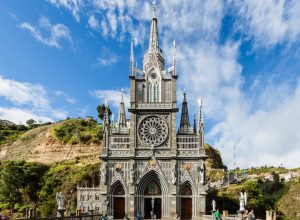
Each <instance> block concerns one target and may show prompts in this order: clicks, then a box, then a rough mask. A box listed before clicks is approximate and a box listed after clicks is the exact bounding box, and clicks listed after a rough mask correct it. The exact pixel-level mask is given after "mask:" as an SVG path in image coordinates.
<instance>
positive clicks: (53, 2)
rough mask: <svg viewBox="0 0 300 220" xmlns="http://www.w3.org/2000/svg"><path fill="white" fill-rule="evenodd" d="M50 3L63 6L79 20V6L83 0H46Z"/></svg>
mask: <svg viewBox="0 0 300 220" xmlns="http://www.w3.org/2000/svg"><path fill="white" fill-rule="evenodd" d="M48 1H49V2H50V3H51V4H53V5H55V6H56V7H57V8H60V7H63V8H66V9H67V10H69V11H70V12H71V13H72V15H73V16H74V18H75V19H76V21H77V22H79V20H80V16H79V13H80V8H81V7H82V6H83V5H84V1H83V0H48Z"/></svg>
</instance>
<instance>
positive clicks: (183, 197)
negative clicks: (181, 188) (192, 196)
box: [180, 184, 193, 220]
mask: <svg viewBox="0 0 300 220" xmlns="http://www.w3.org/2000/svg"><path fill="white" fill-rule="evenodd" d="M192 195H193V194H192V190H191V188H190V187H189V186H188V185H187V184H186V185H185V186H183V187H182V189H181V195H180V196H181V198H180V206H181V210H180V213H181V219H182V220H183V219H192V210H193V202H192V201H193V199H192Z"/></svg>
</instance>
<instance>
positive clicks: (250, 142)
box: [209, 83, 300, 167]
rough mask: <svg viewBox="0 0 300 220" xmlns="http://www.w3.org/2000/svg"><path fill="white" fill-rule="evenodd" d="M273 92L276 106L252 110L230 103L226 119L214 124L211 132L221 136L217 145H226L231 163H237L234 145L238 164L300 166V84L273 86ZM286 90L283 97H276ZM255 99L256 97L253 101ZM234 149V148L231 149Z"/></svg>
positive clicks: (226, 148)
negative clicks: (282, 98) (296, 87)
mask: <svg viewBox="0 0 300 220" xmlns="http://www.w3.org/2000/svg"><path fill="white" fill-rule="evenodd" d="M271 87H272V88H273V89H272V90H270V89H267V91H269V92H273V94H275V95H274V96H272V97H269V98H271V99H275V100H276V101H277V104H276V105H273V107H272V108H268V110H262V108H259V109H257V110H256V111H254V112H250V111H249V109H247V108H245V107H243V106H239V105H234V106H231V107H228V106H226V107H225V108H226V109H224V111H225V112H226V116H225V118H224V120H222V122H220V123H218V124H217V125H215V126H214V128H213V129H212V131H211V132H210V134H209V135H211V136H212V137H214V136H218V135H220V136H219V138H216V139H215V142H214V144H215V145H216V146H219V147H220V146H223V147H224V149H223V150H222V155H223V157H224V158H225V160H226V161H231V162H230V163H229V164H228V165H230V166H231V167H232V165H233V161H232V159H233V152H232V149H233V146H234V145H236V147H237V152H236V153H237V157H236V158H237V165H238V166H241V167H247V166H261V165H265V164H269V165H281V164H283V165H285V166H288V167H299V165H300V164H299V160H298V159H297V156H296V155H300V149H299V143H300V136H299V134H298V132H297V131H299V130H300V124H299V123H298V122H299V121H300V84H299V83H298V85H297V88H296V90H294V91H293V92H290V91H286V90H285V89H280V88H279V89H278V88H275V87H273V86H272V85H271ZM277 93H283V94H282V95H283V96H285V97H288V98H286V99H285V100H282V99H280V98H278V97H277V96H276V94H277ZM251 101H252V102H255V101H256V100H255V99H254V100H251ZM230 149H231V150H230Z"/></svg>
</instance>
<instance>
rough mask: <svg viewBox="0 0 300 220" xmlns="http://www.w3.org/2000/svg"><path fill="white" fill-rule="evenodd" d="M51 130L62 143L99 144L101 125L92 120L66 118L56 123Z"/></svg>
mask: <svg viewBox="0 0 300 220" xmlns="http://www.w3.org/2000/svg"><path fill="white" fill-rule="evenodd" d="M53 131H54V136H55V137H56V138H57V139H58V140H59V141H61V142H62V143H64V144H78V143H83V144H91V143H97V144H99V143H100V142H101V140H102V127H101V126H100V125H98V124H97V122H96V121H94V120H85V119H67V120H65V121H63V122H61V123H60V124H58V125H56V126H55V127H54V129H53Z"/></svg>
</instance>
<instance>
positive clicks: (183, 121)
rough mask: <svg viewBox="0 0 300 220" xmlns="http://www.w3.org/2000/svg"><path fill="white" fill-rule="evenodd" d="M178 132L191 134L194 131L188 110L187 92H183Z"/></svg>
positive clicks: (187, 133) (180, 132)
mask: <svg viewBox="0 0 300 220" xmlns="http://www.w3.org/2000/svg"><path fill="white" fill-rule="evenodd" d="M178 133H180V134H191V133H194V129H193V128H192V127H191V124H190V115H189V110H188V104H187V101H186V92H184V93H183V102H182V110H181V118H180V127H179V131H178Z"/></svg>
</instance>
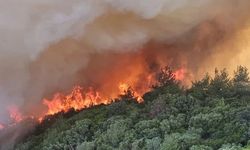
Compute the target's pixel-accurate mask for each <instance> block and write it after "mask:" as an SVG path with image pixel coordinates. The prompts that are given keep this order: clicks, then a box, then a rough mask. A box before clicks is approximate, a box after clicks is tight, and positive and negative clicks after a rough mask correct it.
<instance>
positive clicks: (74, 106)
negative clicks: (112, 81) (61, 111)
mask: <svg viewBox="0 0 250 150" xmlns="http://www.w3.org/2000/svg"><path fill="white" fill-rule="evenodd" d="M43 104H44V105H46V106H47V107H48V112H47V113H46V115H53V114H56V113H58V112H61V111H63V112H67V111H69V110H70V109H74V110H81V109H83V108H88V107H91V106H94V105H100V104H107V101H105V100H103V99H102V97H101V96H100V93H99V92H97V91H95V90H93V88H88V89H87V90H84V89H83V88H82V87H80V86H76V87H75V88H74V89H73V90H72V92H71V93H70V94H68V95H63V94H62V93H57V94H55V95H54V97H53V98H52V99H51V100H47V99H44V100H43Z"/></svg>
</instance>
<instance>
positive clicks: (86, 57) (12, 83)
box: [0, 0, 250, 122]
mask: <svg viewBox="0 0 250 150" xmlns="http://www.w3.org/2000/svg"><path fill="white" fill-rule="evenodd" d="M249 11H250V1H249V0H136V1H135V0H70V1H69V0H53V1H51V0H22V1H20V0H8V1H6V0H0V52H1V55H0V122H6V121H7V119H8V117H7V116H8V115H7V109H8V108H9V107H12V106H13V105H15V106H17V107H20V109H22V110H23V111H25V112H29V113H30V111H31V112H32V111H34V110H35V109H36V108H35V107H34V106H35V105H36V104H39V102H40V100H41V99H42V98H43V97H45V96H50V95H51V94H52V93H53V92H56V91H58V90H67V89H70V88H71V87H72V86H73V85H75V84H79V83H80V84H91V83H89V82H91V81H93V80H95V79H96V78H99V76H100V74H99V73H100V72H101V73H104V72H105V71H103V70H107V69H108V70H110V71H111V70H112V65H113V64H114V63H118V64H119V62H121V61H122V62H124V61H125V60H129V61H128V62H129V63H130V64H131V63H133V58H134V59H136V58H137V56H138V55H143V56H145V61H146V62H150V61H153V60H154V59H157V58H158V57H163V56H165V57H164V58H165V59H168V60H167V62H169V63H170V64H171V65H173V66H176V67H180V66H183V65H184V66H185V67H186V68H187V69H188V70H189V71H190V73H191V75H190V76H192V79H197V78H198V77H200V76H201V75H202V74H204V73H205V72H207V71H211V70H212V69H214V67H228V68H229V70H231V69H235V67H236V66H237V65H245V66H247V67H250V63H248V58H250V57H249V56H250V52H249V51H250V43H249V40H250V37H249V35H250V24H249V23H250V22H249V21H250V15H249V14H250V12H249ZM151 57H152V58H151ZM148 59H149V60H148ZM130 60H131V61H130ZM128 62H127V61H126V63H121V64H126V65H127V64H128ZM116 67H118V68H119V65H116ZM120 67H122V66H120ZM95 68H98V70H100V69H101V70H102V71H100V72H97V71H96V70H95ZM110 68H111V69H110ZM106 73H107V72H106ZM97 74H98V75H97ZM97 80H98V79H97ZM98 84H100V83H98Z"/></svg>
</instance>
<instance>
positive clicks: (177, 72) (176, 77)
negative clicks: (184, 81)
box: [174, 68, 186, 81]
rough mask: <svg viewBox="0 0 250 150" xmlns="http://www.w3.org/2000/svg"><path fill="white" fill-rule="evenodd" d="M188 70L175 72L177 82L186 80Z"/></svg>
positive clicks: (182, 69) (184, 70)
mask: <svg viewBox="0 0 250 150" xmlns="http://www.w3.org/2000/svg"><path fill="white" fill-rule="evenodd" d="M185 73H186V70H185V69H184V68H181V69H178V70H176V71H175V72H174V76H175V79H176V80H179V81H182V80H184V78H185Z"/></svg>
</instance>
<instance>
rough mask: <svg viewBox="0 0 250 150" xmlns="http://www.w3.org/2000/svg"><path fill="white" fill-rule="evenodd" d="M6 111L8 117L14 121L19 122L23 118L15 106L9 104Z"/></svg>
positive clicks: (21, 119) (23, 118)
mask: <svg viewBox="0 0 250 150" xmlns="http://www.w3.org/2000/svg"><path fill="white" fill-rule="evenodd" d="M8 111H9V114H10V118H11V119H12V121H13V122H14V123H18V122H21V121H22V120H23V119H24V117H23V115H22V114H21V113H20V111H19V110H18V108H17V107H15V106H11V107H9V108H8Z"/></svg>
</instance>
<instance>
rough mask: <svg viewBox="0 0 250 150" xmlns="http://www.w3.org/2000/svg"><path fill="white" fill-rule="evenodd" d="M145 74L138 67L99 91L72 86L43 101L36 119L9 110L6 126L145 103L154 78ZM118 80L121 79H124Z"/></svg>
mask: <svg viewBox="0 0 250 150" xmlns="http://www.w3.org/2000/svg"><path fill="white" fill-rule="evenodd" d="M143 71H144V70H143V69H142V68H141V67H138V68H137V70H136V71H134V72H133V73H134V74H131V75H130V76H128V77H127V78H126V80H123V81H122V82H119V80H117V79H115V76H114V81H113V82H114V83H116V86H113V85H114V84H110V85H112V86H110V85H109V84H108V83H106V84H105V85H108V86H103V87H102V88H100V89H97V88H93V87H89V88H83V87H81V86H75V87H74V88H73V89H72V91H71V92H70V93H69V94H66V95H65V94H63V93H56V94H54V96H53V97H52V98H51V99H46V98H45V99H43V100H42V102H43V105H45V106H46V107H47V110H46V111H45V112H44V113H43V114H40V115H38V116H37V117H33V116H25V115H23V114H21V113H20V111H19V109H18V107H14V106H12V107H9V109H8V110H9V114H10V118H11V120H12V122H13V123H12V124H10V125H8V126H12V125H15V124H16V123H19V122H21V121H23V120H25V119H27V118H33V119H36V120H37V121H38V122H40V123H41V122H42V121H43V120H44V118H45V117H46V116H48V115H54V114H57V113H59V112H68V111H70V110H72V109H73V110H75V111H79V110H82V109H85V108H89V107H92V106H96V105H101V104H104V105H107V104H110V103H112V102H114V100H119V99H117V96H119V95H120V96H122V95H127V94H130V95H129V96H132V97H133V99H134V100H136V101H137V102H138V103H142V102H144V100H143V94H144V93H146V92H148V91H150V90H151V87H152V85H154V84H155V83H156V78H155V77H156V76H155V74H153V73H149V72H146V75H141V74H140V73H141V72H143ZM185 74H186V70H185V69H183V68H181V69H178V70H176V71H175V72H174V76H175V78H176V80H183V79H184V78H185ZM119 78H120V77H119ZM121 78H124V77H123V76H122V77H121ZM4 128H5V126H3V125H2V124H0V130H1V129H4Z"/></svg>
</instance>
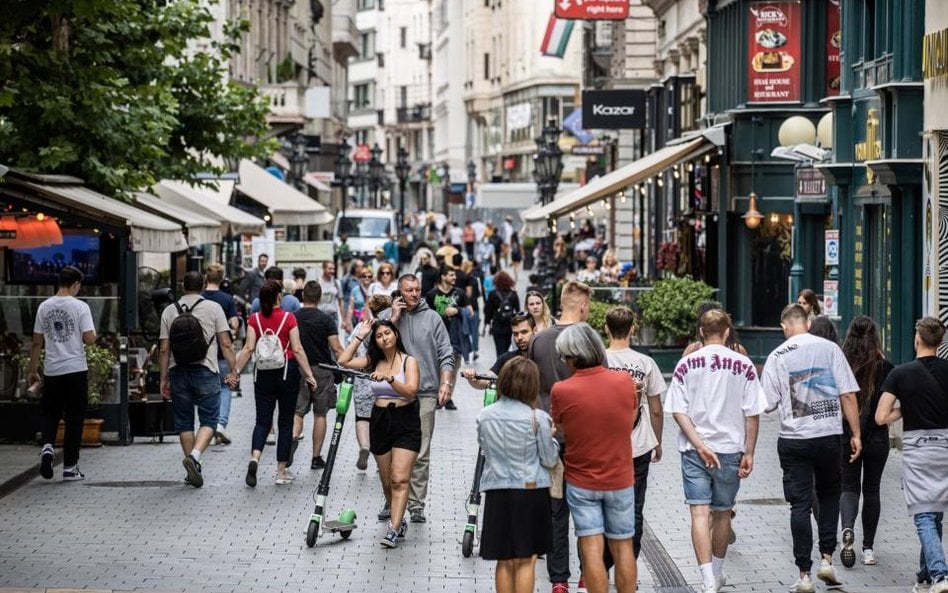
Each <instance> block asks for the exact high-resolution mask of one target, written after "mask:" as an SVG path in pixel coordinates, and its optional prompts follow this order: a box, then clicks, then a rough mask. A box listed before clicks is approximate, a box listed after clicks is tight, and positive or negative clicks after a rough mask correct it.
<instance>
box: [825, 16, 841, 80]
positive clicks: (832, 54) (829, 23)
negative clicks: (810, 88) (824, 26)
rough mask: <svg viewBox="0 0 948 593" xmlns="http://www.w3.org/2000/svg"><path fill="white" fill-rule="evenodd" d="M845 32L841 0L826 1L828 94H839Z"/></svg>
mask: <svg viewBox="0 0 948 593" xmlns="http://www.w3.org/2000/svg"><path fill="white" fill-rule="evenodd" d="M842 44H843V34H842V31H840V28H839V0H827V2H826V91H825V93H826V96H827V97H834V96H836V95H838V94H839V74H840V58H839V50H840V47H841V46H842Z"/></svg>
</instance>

_ _ _ _ _ _ _

* 課題の指示 *
上記の項目から、「92L276 106L252 110L230」を含む行を先頭とし、「positive clicks: (226, 148)」を含む行までを、両端の行も含めて一字も変えずに出力してください。

* 課題の解答 *
rough mask: <svg viewBox="0 0 300 220" xmlns="http://www.w3.org/2000/svg"><path fill="white" fill-rule="evenodd" d="M273 92L276 106L252 110L230 103L226 119L214 124L211 132L221 136L217 145H226L231 163H237L234 145L238 164L300 166V84L273 86ZM286 90L283 97H276ZM255 99L256 97L253 101ZM234 149V148L231 149Z"/></svg>
positive clicks: (226, 148)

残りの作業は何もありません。